■ What to work on
Reproduce all of the entries below, substituting "occurrence" for each occurrence of "instance" and leaving everything else unchanged.

■ Exercise materials
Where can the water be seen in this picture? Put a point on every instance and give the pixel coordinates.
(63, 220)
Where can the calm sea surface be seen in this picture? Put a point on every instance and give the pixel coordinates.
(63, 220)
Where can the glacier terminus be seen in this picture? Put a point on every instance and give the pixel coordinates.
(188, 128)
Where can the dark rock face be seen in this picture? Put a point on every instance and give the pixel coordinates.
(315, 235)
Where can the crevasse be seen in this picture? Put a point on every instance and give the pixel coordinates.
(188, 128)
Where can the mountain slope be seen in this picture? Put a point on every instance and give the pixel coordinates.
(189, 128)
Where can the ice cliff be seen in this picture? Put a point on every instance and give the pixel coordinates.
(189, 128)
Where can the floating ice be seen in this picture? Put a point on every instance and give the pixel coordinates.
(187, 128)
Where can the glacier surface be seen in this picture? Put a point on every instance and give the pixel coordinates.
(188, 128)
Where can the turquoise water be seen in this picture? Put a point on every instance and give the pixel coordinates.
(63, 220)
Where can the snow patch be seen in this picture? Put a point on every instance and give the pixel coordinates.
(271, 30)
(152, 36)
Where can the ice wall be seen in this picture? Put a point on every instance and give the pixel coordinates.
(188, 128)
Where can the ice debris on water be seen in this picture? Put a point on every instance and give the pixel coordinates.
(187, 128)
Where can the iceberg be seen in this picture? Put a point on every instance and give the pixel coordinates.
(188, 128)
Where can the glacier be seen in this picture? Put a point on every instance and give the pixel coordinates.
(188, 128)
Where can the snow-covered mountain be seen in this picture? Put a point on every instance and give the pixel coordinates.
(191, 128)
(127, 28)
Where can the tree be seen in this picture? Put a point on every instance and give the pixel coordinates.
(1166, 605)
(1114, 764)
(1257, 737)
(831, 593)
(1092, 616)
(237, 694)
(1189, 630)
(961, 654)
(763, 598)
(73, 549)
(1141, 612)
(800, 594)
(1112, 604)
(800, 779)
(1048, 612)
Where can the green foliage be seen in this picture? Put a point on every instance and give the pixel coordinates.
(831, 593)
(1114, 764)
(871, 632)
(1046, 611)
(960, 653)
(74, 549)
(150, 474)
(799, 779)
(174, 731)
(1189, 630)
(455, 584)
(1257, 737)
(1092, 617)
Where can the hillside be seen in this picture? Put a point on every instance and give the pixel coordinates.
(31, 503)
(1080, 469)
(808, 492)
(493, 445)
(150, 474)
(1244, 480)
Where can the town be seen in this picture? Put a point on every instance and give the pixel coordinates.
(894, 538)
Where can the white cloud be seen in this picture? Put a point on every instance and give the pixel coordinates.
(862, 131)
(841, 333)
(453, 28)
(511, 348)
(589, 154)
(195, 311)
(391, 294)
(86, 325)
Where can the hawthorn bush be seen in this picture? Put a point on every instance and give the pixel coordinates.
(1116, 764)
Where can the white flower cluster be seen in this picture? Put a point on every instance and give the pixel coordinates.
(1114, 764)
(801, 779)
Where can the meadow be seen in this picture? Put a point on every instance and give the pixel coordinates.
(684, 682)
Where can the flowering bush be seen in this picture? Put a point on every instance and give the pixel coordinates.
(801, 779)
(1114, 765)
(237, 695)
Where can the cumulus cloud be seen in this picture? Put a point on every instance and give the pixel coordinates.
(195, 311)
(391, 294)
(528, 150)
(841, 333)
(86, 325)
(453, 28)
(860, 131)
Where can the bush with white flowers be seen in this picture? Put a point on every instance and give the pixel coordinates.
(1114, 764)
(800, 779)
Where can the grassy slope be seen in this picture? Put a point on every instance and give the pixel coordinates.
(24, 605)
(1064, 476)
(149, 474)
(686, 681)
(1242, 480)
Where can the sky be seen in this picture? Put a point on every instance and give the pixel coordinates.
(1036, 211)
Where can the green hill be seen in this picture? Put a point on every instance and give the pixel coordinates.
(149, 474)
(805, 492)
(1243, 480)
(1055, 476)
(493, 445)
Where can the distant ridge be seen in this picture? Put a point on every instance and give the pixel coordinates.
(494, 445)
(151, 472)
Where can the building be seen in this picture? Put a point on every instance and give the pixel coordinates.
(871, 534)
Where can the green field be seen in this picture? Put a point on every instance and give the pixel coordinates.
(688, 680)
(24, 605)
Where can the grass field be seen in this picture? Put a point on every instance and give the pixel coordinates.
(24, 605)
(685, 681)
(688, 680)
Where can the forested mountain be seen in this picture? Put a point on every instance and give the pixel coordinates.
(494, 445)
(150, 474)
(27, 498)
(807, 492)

■ Complete output
Where can the water be seen in this picture? Put a point on every occurrence and give the pixel coordinates.
(63, 220)
Where can the calm sea surface be seen in this picture? Put a point on every occurrence and give the pixel coordinates.
(63, 220)
Where can the glacier terminus be seen in this picture? Put a point on every occurrence and give the pixel coordinates.
(188, 128)
Where can the dark rock face be seen in this picture? Put a point on every occurrence and give the pixel coordinates.
(315, 235)
Where can the crevasse be seen in this picture? Put a point on every occurrence and give the pixel coordinates.
(188, 128)
Where can the mountain slope be seen in this picture? Put a point on every occurrence and give the pixel coordinates.
(189, 128)
Where can the ice cliff be seen in this picture? Put a point on every occurrence and give the pixel coordinates.
(189, 128)
Where can the floating ice be seen in this picture? Put a point on every occurrence and give the pixel coordinates.
(187, 128)
Where can the glacier surface be seen in this picture? Put a point on every occurrence and give the pixel coordinates.
(188, 128)
Where can the turquoise water be seen in this picture? Put a point on every occurrence and give the pixel coordinates.
(63, 220)
Where can the snow patch be seen in this picture? Put a point on every occurrence and give the pixel coordinates.
(271, 30)
(152, 36)
Where can the ice wall be seen in this picture? Put a point on every occurrence and give the pixel coordinates.
(188, 128)
Where can the ice debris on water be seen in this picture? Put a point on every occurrence and give the pixel coordinates.
(187, 128)
Where can the iceberg be seen in this picture? Put a point on every occurrence and give the pixel coordinates.
(188, 128)
Where can the glacier be seen in this picture? Put a point on every occurrence and give the pixel coordinates.
(188, 128)
Where can the snow-covered mountain be seen in this picture? Put a point on every occurrence and give the pixel coordinates.
(191, 128)
(127, 28)
Where can the tree be seen in this picture? Put a point on every occurrence and give the pixel coordinates.
(1166, 605)
(1114, 764)
(1257, 737)
(831, 593)
(1092, 616)
(237, 694)
(1189, 630)
(961, 654)
(763, 598)
(73, 549)
(1141, 612)
(800, 594)
(1112, 604)
(800, 779)
(1048, 612)
Where can the green foliage be seen in this picture? Put a point on every occurrence and give the pixel coordinates.
(831, 593)
(1114, 764)
(871, 632)
(1046, 611)
(960, 653)
(74, 549)
(150, 474)
(799, 779)
(174, 731)
(1189, 630)
(455, 584)
(1257, 737)
(1092, 617)
Where can the hillside be seen in this picture? Put a point on every occurrence and give the pixel coordinates.
(31, 503)
(1080, 469)
(808, 492)
(493, 445)
(150, 474)
(1244, 480)
Where can the town be seen in this picture? Put a point on every occurrence and give the pixel coordinates.
(894, 538)
Where can the white cloud be seen in this picture? Put a point on every occurrence and give the pixel coordinates.
(862, 131)
(841, 333)
(453, 28)
(511, 348)
(589, 154)
(195, 311)
(391, 294)
(86, 325)
Where can the hawthorn bush be seen in this picture? Put a point on every occurrence and give the pixel coordinates.
(1116, 764)
Where can the white flower cluster be seen in this picture? Put a point on every occurrence and give the pixel coordinates.
(1114, 764)
(801, 779)
Where can the meadow be seen in this picture? Put a point on every occurrence and give the pixel coordinates.
(684, 682)
Where can the flowering bush be seen in this picture? Put a point on every occurrence and give the pixel coordinates.
(801, 779)
(1114, 765)
(237, 695)
Where can the cumulus cloud be seen in this picture? Put a point on every occurrence and give the pixel coordinates.
(195, 311)
(391, 294)
(528, 150)
(841, 333)
(86, 325)
(453, 28)
(860, 131)
Where can the bush with white flowers be seen in this picture? Put a point on every occurrence and give the pixel coordinates.
(1114, 764)
(800, 779)
Where can the grassy slope be seen in this picture? Put a point on every occurrence and give the pixel coordinates.
(24, 605)
(1064, 476)
(149, 474)
(686, 681)
(1242, 480)
Where can the sky be seen in this picture? Put a point on every occurrence and give the pixel coordinates.
(1036, 211)
Where can the green hill be seen in this picture? Put a point on every occurrence and give the pixel coordinates.
(149, 474)
(805, 492)
(1243, 480)
(1055, 476)
(493, 445)
Where can the distant ridge be seen in this picture? Put a point on every occurrence and give the pixel coordinates.
(494, 445)
(151, 472)
Where can the building be seen in this picture? Put a point on every occurrence and give the pixel coordinates.
(871, 534)
Where can the green field be seen in this picture? Put a point on every occurrence and give the pixel coordinates.
(688, 680)
(24, 605)
Where can the grass field be seen in this picture? Put a point on every occurrence and give the pixel coordinates.
(24, 605)
(685, 681)
(688, 680)
Where can the forested mountain be seen in this picture? Put a point on every occurrence and give the pixel coordinates.
(494, 445)
(150, 474)
(27, 498)
(807, 492)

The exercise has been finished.